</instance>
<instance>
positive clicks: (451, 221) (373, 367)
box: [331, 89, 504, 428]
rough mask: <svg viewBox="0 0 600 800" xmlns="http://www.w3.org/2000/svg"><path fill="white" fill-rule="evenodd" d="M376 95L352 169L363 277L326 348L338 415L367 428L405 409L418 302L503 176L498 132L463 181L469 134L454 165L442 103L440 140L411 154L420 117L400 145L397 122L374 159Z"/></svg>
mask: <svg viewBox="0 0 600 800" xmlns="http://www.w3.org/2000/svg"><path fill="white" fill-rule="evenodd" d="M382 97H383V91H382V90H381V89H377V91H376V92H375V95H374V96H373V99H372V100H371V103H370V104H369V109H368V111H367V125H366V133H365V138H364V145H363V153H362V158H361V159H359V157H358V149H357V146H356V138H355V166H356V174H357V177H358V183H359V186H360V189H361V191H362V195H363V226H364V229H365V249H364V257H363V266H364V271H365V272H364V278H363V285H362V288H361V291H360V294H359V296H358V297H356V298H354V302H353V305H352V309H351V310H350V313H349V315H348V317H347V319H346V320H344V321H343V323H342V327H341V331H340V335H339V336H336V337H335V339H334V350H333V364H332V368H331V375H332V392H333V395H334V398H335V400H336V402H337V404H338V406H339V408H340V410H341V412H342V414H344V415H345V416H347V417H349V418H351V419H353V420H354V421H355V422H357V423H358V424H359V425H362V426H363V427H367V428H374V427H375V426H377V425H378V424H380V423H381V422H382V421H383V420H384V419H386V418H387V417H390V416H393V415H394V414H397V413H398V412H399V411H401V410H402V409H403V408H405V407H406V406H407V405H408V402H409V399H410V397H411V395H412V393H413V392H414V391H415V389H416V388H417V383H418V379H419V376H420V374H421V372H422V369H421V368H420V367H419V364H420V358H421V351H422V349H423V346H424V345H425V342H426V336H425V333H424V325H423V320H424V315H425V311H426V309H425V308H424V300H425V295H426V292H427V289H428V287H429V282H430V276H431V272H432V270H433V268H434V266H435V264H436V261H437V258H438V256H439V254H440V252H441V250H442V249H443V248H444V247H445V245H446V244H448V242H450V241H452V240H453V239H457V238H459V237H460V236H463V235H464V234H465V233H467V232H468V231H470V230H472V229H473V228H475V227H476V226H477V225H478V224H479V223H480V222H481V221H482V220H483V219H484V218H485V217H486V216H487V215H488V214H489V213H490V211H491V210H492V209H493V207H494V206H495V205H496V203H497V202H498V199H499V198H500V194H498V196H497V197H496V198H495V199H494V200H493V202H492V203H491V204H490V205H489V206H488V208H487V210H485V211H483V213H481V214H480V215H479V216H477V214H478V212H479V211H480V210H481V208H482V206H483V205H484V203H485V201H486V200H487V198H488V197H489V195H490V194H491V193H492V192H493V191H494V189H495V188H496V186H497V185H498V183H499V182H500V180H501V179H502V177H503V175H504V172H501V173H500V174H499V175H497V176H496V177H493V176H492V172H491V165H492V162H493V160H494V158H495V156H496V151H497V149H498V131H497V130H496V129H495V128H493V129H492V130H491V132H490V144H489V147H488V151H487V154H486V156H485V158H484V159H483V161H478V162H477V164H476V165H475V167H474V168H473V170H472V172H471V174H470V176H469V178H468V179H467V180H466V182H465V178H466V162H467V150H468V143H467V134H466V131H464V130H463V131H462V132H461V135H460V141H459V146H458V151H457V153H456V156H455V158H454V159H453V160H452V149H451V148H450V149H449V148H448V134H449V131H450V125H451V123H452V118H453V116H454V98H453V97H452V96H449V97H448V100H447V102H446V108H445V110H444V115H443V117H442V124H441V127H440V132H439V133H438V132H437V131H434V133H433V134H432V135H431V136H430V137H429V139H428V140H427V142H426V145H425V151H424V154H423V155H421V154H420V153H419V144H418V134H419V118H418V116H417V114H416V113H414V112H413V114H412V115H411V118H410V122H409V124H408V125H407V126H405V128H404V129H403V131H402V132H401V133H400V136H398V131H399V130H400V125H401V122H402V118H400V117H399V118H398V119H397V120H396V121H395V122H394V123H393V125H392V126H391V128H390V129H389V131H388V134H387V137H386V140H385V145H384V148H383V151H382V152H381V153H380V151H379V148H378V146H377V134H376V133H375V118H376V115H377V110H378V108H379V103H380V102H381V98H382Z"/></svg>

● **What to do**
Retype the records exactly.

● **Output**
</instance>
<instance>
positive clicks: (451, 221) (373, 367)
box: [331, 89, 504, 428]
rough mask: <svg viewBox="0 0 600 800" xmlns="http://www.w3.org/2000/svg"><path fill="white" fill-rule="evenodd" d="M376 95L352 169L363 277L326 348L338 415L367 428L405 409L418 302L503 176L498 132L463 181L469 134L454 165L442 103L440 140L411 154L420 117L400 145L397 122L374 159Z"/></svg>
mask: <svg viewBox="0 0 600 800" xmlns="http://www.w3.org/2000/svg"><path fill="white" fill-rule="evenodd" d="M382 97H383V91H382V90H381V89H377V91H376V92H375V95H374V96H373V99H372V100H371V103H370V104H369V109H368V111H367V125H366V133H365V138H364V145H363V153H362V158H361V159H359V157H358V149H357V146H356V138H355V166H356V174H357V177H358V183H359V186H360V189H361V191H362V195H363V226H364V229H365V249H364V257H363V266H364V271H365V272H364V278H363V285H362V288H361V291H360V294H359V296H358V297H356V298H354V302H353V305H352V309H351V310H350V313H349V315H348V317H347V319H346V320H344V321H343V323H342V327H341V331H340V335H339V336H336V337H335V339H334V350H333V364H332V368H331V375H332V392H333V395H334V398H335V400H336V402H337V404H338V406H339V408H340V410H341V412H342V414H344V415H345V416H347V417H349V418H351V419H353V420H354V421H355V422H357V423H358V424H359V425H362V426H363V427H367V428H374V427H375V426H377V425H378V424H380V423H381V422H382V421H383V420H384V419H386V418H387V417H390V416H393V415H394V414H397V413H398V412H399V411H401V410H402V409H403V408H405V407H406V406H407V405H408V402H409V399H410V397H411V395H412V393H413V392H414V391H415V389H416V388H417V383H418V379H419V376H420V374H421V372H422V369H421V368H420V367H419V364H420V358H421V351H422V349H423V346H424V345H425V342H426V336H425V333H424V325H423V320H424V315H425V311H426V309H425V308H424V300H425V295H426V292H427V289H428V287H429V282H430V276H431V272H432V270H433V268H434V266H435V264H436V261H437V258H438V256H439V254H440V252H441V250H442V249H443V248H444V247H445V245H446V244H448V242H450V241H452V240H453V239H457V238H459V237H460V236H463V235H464V234H465V233H467V232H468V231H470V230H472V229H473V228H475V227H476V226H477V225H478V224H479V223H480V222H481V221H482V220H483V219H484V218H485V217H486V216H487V215H488V214H489V213H490V211H491V210H492V209H493V207H494V206H495V205H496V203H497V202H498V199H499V198H500V194H498V196H497V197H496V198H495V199H494V200H493V202H492V203H491V204H490V205H489V206H488V208H487V210H485V211H483V213H481V214H480V215H479V216H477V214H478V212H479V211H480V210H481V208H482V206H483V205H484V203H485V201H486V200H487V198H488V197H489V195H490V194H491V193H492V192H493V191H494V189H495V188H496V186H497V185H498V183H499V182H500V180H501V179H502V177H503V175H504V172H501V173H500V174H499V175H497V176H496V177H493V176H492V172H491V165H492V162H493V160H494V158H495V156H496V151H497V149H498V131H497V130H496V129H495V128H493V129H492V130H491V132H490V144H489V147H488V151H487V154H486V156H485V158H484V159H483V161H478V162H477V164H476V165H475V167H474V168H473V170H472V172H471V174H470V176H469V178H468V179H467V180H466V182H465V178H466V162H467V150H468V143H467V134H466V131H464V130H463V131H462V132H461V135H460V141H459V146H458V151H457V153H456V156H455V158H454V159H453V160H452V149H451V148H450V149H449V148H448V134H449V131H450V125H451V123H452V118H453V116H454V98H453V97H452V96H449V97H448V100H447V102H446V108H445V110H444V115H443V117H442V124H441V127H440V132H439V133H438V132H437V131H434V133H433V134H432V135H431V136H430V137H429V139H428V140H427V142H426V145H425V151H424V154H423V155H421V154H420V153H419V144H418V134H419V118H418V116H417V114H416V113H414V112H413V114H412V115H411V118H410V122H409V124H408V125H407V126H405V128H404V129H403V131H402V132H401V133H400V136H398V131H399V130H400V125H401V122H402V118H400V117H399V118H398V119H397V120H396V121H395V122H394V123H393V125H392V126H391V128H390V129H389V131H388V134H387V137H386V140H385V145H384V148H383V151H382V152H381V153H380V151H379V148H378V146H377V134H376V133H375V118H376V115H377V110H378V108H379V103H380V102H381V98H382Z"/></svg>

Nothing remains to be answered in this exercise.